▶ PAGE TEXT:
◇ ◇ ◇ ◇
An Eating Epidemic
Eating in America is often rushed, squeezed in or done while multi-tasking or even on-the-run. We’re pulled in multiple different directions by what may seem like more important demands, so we eat what we can, when we can, and without much planning, thought or consideration.
We may be distracted by television, work or mobile phones while we eat. Have you ever been in the middle of a meal and started to reach for another bite, only to realize you already ate the whole thing but don’t remember tasting any of it? This is just one example of mindless eating.
The alternative to mindless eating, “mindful eating,” taps into the Buddhist concept of mindfulness — or, simply put, being present — and encourages us to be more fully present and enjoy our meals. The goal is to shift focus away from external thinking to internally exploring the experience of eating.
The good news is you don’t have to be a Buddhist monk to benefit from mindful eating. A small yet growing body of research suggests a slower, more thoughtful way of eating can help with weight problems and could even steer some people away from processed food and other less-healthful choices.
A Few Benefits of Mindful Eating
- Lessens overeating and binge eating
- Reduces body mass index (BMI) and total body weight
- Copes with chronic eating problems such as anorexia and bulimia, and reduces anxious thoughts about food and your body
- Improves the symptoms of Type 2 diabetes
Mindful eating begins with replacing the quantity of eating moments with a more quality eating experience — and minimizing the distractions that compete for our attention. In today’s busy world, this hardly seems practical, but I have little doubt it’s a critical piece of the puzzle for building a healthier food future.
◇ ◇ ◇ ◇
▶ EXTRACTED INFORMATION:

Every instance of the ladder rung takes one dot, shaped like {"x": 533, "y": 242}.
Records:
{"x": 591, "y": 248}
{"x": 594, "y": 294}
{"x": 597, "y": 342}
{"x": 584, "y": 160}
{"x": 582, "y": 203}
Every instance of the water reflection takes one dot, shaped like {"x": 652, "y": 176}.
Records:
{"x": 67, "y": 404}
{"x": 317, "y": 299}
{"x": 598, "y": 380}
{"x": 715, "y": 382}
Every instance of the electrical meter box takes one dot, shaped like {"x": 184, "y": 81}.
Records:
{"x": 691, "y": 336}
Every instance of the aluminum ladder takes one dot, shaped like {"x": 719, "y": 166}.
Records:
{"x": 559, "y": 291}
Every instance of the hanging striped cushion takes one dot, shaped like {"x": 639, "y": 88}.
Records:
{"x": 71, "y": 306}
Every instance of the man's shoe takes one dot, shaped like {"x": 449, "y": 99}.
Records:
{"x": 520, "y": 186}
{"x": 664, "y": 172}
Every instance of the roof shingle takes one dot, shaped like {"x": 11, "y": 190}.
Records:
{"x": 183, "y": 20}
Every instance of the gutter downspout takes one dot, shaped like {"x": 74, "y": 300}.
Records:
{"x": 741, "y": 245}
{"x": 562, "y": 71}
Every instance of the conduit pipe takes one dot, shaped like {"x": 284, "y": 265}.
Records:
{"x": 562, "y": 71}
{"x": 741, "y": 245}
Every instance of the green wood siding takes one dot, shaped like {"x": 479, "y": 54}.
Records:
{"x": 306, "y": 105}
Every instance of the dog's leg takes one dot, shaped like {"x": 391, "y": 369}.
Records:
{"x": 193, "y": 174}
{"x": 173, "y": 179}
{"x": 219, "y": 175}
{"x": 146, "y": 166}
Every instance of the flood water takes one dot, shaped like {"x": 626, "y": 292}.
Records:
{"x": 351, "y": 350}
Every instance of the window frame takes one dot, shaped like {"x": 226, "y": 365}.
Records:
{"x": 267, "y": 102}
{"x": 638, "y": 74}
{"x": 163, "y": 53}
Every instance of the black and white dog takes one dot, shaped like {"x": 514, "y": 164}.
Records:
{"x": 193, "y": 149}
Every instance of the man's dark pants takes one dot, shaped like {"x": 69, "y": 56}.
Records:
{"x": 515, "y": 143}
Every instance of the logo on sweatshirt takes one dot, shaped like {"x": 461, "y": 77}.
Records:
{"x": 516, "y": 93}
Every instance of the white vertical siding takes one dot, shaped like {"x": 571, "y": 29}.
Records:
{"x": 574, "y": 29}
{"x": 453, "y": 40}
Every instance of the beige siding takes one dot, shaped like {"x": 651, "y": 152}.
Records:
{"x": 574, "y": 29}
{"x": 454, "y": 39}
◇ ◇ ◇ ◇
▶ WORK INSTRUCTIONS:
- a) According to the mindful eating article, which concept does mindful eating draw on?
- b) Reproduce the stretch of the mindful eating article from "The alternative to" through "other less-healthful choices.".

▶ ANSWERS BY ITEM NUMBER:
- a) The Buddhist concept of mindfulness, or being present.

- b)
The alternative to mindless eating, “mindful eating,” taps into the Buddhist concept of mindfulness — or, simply put, being present — and encourages us to be more fully present and enjoy our meals. The goal is to shift focus away from external thinking to internally exploring the experience of eating.
The good news is you don’t have to be a Buddhist monk to benefit from mindful eating. A small yet growing body of research suggests a slower, more thoughtful way of eating can help with weight problems and could even steer some people away from processed food and other less-healthful choices.